Rows excerpted from a collection
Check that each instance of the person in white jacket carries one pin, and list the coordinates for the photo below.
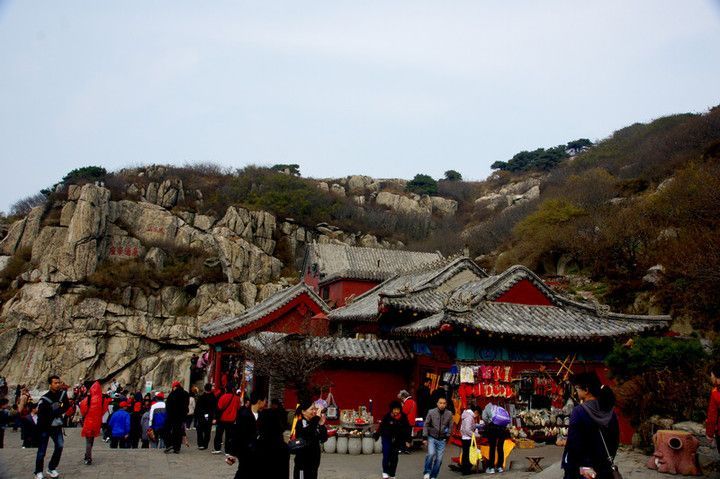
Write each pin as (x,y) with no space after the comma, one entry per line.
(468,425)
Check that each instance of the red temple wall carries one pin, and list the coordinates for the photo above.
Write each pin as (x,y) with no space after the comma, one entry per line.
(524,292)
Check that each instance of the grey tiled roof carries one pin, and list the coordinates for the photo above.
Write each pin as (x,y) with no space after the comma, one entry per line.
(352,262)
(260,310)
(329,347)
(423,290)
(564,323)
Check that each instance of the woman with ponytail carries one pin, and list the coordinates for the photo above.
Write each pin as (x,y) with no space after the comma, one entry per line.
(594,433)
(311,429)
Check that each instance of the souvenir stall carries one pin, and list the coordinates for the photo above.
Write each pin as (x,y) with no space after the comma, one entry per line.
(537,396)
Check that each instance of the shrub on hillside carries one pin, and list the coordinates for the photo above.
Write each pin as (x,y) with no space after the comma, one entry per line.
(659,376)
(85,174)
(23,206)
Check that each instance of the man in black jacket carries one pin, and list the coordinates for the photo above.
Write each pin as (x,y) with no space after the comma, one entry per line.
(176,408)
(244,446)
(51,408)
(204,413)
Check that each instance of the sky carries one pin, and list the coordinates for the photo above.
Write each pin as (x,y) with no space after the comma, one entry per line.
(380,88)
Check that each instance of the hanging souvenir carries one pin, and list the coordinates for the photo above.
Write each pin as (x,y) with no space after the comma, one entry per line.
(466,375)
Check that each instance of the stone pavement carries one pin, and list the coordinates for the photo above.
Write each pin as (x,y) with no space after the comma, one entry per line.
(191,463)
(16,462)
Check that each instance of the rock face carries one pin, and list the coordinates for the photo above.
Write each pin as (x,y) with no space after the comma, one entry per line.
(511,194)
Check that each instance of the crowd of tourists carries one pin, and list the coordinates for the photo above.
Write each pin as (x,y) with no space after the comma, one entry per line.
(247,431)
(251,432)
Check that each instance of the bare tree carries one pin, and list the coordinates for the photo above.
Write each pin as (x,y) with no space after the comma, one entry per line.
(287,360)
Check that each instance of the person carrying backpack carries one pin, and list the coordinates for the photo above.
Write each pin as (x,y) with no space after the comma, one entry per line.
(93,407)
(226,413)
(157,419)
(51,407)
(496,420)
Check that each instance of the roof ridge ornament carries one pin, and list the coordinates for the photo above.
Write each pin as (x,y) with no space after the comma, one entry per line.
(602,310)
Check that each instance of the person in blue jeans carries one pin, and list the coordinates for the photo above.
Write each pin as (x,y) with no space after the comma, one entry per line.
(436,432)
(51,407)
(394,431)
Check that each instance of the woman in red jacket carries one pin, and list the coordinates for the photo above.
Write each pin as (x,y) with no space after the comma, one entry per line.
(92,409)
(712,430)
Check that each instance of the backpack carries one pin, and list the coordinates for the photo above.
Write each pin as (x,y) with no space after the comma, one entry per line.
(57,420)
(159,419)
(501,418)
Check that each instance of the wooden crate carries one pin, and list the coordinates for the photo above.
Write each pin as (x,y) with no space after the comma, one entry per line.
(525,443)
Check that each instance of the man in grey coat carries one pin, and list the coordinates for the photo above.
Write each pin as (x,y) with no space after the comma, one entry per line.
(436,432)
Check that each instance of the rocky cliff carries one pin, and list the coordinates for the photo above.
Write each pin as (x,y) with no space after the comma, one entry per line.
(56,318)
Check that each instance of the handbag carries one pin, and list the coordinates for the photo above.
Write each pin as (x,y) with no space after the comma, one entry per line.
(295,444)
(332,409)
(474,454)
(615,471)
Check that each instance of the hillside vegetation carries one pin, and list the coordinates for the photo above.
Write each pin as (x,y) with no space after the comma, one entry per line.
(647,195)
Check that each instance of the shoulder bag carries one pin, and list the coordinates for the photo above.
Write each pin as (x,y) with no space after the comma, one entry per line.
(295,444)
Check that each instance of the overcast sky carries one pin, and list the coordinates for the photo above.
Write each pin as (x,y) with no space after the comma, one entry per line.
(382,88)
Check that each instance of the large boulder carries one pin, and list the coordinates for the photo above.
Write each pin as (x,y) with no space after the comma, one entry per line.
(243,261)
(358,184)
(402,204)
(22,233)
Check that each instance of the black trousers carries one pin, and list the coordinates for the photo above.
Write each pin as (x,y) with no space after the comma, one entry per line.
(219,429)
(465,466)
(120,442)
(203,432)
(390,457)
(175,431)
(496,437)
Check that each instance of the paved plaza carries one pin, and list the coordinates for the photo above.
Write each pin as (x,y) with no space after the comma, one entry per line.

## WHAT IS BEING ASKED
Please repeat the rows above word for word, beginning with the line that contains "Check that each instance of the overcast" and continuing through the last row.

## COMPLETE OUTPUT
Check that each instance of the overcast sky carries one pin, and list the coordinates for the photo above.
Write each pin as (x,y) with no space after the comma, one entry per line.
(382,88)
Check that each instance of the large boulder carries one pin, and list the coordinates for the photo above.
Write each pin as (x,y) with no space after the comma, one entry per line.
(243,261)
(358,184)
(402,204)
(22,233)
Check that each instance of the black trousers carries one pin, and list the coordinates for the photo above.
Write each pin as (x,y) with no space after the comma, one entry per line.
(219,429)
(465,466)
(120,442)
(203,432)
(390,457)
(175,431)
(496,437)
Check that each instance of the paved plaza carries one pin, and list the coordinates for the photo above.
Write each pin as (x,y) with no space after the comma, one entry per line.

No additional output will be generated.